* _GIVEN PROBLEM_: Turn the stretch of data from the line containing "Identify every instance of the latticed" through the end of the data into a numbered list, one line per item, with blank lines omitted. Include only those lines.

[Records excerpted from a collection]
╔══

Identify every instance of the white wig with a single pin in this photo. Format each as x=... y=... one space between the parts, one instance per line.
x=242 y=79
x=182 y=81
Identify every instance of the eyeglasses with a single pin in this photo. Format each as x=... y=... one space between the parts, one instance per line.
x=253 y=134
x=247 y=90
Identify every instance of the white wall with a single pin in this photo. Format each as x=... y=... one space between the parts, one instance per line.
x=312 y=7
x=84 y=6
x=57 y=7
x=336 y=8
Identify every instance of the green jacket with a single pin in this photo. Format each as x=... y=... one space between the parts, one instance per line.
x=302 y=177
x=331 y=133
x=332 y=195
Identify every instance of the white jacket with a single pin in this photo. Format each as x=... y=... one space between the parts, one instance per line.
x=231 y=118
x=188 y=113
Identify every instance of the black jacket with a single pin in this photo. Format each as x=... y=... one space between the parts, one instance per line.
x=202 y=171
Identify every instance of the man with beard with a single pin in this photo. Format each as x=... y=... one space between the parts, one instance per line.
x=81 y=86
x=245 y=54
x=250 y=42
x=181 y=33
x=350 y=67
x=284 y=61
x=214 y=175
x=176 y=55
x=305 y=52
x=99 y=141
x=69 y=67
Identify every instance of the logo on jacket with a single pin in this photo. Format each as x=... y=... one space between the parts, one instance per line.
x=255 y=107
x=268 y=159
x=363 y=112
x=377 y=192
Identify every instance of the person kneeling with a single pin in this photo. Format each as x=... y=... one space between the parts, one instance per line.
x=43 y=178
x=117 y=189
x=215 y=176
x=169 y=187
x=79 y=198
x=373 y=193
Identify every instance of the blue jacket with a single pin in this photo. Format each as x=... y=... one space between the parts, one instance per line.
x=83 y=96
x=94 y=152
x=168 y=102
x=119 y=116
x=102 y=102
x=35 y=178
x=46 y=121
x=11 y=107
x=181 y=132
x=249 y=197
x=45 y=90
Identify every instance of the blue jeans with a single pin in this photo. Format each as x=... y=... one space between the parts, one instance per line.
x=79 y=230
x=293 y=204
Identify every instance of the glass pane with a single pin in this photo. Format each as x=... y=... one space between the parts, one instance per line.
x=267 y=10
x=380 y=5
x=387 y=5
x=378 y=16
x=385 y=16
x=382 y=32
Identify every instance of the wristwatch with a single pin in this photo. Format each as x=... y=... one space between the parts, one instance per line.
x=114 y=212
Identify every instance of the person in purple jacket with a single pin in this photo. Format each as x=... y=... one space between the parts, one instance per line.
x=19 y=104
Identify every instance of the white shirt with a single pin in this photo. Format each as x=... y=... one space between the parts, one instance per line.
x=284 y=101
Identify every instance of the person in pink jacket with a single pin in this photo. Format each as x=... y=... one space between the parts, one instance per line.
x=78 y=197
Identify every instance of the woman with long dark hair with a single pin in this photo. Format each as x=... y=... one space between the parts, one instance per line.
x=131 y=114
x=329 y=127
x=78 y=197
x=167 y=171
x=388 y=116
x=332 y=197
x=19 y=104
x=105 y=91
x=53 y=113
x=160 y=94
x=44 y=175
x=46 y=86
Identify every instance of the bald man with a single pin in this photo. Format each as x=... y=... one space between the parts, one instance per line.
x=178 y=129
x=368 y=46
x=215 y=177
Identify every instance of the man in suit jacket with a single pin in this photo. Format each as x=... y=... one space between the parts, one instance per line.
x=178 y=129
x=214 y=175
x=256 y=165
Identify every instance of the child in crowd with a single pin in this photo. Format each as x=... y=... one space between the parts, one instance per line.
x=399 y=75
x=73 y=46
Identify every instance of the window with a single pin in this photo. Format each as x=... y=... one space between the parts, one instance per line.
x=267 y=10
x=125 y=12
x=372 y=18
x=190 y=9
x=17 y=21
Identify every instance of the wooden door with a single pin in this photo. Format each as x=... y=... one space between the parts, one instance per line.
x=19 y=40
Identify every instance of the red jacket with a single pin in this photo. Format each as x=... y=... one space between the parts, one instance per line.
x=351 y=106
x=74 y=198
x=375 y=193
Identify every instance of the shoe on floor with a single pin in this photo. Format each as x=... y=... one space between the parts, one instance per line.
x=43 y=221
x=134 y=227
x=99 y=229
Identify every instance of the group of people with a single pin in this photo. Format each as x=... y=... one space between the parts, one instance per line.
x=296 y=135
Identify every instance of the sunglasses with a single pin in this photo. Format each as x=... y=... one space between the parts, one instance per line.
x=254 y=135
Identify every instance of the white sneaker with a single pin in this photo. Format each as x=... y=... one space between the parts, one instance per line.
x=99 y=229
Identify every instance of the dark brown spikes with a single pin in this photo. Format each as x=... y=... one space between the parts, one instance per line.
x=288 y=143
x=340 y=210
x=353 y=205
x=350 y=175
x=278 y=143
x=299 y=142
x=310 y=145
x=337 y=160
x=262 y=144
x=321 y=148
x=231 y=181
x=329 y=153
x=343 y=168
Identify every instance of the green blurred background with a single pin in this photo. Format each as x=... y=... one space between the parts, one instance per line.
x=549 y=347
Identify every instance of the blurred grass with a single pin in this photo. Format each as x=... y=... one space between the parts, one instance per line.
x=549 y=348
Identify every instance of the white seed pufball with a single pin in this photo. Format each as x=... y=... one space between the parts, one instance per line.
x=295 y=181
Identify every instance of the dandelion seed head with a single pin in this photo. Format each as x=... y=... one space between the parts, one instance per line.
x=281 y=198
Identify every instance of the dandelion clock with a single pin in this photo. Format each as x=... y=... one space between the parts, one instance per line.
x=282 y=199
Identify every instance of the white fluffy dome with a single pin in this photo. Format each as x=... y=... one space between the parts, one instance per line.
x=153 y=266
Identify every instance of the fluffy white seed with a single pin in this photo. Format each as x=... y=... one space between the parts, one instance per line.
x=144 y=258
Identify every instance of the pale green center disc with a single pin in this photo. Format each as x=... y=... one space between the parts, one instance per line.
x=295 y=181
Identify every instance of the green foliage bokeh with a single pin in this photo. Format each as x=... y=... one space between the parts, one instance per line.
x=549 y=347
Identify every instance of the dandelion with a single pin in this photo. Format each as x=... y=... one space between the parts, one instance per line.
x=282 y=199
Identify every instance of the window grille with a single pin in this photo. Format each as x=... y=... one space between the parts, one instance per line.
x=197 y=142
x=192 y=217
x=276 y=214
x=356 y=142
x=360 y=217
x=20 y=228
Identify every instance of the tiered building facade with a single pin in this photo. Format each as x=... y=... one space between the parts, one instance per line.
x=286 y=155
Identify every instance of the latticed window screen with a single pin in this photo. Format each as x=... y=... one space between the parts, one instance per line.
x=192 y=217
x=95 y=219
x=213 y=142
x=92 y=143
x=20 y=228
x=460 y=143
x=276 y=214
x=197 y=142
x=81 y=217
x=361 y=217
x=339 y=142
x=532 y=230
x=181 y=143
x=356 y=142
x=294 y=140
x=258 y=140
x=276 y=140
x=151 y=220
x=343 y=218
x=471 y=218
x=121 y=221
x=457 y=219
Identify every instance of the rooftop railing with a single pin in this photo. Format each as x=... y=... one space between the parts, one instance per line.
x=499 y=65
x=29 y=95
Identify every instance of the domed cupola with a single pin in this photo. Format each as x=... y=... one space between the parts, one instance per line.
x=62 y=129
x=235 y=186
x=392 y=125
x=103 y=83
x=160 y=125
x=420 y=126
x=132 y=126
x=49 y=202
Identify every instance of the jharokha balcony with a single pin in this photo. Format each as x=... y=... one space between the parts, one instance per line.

╚══

* _SOLVED EXERCISE_:
1. Identify every instance of the latticed window screen with a single pin in this photo. Format each as x=... y=... one space between the parts, one instance per line.
2. x=192 y=217
3. x=95 y=219
4. x=213 y=142
5. x=92 y=143
6. x=20 y=228
7. x=460 y=143
8. x=276 y=214
9. x=197 y=142
10. x=81 y=217
11. x=361 y=217
12. x=339 y=142
13. x=532 y=230
14. x=181 y=143
15. x=356 y=142
16. x=294 y=140
17. x=258 y=140
18. x=276 y=140
19. x=151 y=220
20. x=343 y=218
21. x=471 y=218
22. x=121 y=221
23. x=457 y=219
24. Identify every instance of the rooftop railing with a single pin in this photo. Format each as x=... y=... one space between the parts, one instance per line.
25. x=499 y=65
26. x=29 y=95
27. Identify every instance of the domed cupola with a single pin in this photo. Format each as x=... y=... one space between the parts, one instance per line.
28. x=62 y=129
29. x=235 y=186
30. x=392 y=125
31. x=103 y=83
32. x=160 y=125
33. x=420 y=126
34. x=132 y=126
35. x=49 y=202
36. Identify every instance of the jharokha balcony with a single pin in this photo. Format each as x=... y=... one space between the parts, one instance per line.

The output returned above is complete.